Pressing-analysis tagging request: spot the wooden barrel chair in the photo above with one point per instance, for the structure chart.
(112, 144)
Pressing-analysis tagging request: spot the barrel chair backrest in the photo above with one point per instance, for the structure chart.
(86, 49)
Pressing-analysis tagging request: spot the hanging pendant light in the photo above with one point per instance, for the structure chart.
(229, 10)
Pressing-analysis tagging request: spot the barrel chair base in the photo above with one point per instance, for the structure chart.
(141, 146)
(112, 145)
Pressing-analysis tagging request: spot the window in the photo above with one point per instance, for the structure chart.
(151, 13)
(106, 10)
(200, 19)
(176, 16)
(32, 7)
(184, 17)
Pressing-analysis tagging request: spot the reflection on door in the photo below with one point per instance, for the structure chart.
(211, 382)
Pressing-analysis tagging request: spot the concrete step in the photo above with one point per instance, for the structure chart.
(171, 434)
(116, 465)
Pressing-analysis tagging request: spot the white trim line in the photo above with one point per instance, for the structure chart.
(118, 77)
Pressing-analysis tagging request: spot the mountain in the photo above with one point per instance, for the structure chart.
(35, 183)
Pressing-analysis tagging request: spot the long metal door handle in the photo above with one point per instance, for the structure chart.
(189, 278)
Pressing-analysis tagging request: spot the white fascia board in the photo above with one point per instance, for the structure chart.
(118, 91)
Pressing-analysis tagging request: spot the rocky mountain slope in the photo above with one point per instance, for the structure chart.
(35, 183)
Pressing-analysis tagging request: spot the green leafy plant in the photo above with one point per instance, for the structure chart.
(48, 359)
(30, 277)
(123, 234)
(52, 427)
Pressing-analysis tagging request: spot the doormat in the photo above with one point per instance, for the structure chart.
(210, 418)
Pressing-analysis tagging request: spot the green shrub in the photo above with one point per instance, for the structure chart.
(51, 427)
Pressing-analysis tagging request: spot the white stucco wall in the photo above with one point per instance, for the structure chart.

» PROBLEM DETAILS: Copy out all of the records shown above exactly.

» OUTPUT FOR THIS EXERCISE:
Pressing-analysis tagging request: spot the wooden barrel chair in the photo above with one point per instance, for the structure chart.
(112, 144)
Pressing-analysis tagging request: spot the barrel chair backrest in the photo above with one point per instance, for the structure chart.
(86, 49)
Pressing-analysis tagging request: spot the hanging pendant light in the photo above with one point per instance, for the structure chart.
(229, 10)
Pressing-analysis tagging request: spot the barrel chair base in the photo above with one point per instance, for the structure chart.
(141, 146)
(112, 145)
Pressing-analysis tagging request: spot the window in the photo above with one point per instance, for the structure chart.
(151, 13)
(106, 10)
(200, 19)
(176, 16)
(32, 7)
(184, 17)
Pressing-analysis tagging request: spot the reflection on door in the photo below with one point per instance, for the structure chart.
(211, 382)
Pressing-analysis tagging request: spot the concrete step in the photo above with one point per instance, for the structure chart.
(171, 434)
(116, 465)
Pressing-analysis tagging request: spot the white trim line in the photo above with one point per instance, for the structure chart.
(118, 77)
Pressing-analysis tagging request: spot the mountain in the photo above with one point per instance, for the structure chart.
(35, 183)
Pressing-analysis tagging request: spot the long metal door handle in the photo above with one point per instance, for the structure chart.
(189, 278)
Pressing-analysis tagging request: spot the white fascia board in the photo above with one point per instance, for the structure chart.
(118, 91)
Pressing-analysis tagging request: spot the rocky mountain slope in the photo above with one point per instance, for the structure chart.
(35, 183)
Pressing-analysis tagging request: spot the green leafy plant in the photo above with one point per instance, for the structure chart.
(48, 359)
(30, 277)
(123, 234)
(52, 427)
Pressing-analysis tagging request: spot the doormat in the photo above with one point per instance, for the structure chart.
(210, 418)
Pressing-analysis tagging request: spot the green shrub in the photo above with one point per instance, for the structure chart.
(51, 427)
Pressing-analysis tagging request: spot the white stucco wall in the photo above with one point per instance, for the structure chart.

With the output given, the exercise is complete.